- [PARTS OF THE EXERCISE]:
[A] Reproduce the stretch of the Jay Z and Hot 97 article from "The Rap Pact: How" through "handsomely for both.", swapping "alliance" for "partnership".
[B] According to the Jay Z and Hot 97 article, what was Jay Z best known for in the mid 1990s?

- [SELECTED EXTRACT]:
+ + +

The Rap Pact: How Jay Z and Hot 97 Combined Forces to Take Over Hip-Hop | Pitchfork
In the ’90s, the alliance between New York’s most influential rap radio station and the ultimate hustler paid off handsomely for both.
Funkmaster Flex is a gifted storyteller. When asked about meeting Jay Z in the mid 1990s, the legendary Hot 97 DJ must first set the scene. “I want you to imagine Puff and Big and Bad Boy shining bright as hell, like nothing else moving,” Flex’s tale begins. “Roc-A-Fella, Dame Dash, and Jay Z were outcasts.”
At the time, Jay Z was best known for his cameo on his mentor Jaz-O’s goofy 1989 single “Hawaiian Sophie.” On most of his early records, Jay didn’t stand out lyrically and rhymed in double-time flows with an unearned confidence. Like some rap fans, Flex, who just happened to be the most influential DJ on the most influential rap radio station in the world, was unimpressed. “I had no faith in Jay Z,” he says. “I did not think he was going to be a hill of beans.”
Still, Roc-A-Fella Records co-founder Damon Dash hounded Flex whenever they crossed paths. “You know you’re fukking sleeping, right?” Dash would tell him. He never asked Flex for his opinion on the music. “He spoke to me like a loan shark,” Flex remembers. “It was like, ‘Bro, this is going to fukking happen—whether you’re on board is going to be your fukking choice.’”

+ + +

Items from a data source
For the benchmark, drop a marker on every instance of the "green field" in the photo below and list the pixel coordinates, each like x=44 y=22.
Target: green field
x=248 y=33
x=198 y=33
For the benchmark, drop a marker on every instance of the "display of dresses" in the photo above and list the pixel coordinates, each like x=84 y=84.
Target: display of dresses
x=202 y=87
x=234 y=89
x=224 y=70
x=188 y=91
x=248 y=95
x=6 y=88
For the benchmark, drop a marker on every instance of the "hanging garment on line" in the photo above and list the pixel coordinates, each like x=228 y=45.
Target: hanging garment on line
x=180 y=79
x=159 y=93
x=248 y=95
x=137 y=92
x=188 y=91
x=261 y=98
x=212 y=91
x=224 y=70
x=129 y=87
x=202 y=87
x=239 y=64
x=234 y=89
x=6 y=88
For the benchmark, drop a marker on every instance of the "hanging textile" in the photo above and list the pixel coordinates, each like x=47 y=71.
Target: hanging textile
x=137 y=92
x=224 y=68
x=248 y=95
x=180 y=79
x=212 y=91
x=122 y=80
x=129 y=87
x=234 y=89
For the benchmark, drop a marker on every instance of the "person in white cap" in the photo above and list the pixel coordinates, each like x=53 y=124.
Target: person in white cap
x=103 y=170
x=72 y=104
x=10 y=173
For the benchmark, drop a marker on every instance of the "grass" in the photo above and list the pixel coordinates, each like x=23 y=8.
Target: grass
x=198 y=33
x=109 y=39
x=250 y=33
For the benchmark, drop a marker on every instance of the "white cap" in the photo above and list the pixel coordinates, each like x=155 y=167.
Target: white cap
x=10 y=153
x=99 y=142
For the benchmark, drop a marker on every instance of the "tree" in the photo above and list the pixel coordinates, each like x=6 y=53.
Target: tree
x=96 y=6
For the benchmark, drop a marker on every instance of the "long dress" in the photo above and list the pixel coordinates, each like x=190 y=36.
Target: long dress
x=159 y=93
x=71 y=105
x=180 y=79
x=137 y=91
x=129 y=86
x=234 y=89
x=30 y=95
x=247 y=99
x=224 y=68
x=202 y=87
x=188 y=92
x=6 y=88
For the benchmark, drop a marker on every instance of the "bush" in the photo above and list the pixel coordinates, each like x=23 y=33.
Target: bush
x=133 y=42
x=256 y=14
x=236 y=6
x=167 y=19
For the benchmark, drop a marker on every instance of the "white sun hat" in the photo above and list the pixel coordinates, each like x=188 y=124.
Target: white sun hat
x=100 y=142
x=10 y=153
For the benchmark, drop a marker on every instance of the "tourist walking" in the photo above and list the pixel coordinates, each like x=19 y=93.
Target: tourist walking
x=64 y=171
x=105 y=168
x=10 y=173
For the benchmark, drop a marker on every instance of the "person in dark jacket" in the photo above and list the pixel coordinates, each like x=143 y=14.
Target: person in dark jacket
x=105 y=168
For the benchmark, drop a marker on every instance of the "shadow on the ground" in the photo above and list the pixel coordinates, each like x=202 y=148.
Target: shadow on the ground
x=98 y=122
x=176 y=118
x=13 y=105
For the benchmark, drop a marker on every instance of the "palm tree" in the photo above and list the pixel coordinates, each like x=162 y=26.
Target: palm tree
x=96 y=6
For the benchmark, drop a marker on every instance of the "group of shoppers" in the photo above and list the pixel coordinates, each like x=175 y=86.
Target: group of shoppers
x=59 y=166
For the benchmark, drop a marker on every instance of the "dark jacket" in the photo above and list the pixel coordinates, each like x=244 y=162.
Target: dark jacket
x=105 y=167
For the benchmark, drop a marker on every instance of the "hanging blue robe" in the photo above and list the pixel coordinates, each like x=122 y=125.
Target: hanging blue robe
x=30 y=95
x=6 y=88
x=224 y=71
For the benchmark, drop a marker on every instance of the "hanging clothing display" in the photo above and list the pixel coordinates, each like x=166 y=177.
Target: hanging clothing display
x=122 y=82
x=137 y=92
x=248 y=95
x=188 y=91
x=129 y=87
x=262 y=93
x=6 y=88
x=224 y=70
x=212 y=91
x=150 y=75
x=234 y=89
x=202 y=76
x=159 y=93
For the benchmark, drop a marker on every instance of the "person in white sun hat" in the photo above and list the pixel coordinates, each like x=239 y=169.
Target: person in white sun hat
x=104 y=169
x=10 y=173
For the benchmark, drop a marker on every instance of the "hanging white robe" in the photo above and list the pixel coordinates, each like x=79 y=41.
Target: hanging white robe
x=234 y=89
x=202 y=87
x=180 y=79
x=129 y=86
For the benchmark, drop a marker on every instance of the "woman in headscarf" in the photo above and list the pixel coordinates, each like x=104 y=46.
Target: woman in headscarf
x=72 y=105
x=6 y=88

+ + +

- [ANSWERS IN ORDER]:
[A]
The Rap Pact: How Jay Z and Hot 97 Combined Forces to Take Over Hip-Hop | Pitchfork
In the ’90s, the partnership between New York’s most influential rap radio station and the ultimate hustler paid off handsomely for both.

[B] His cameo on his mentor Jaz-O's 1989 single "Hawaiian Sophie."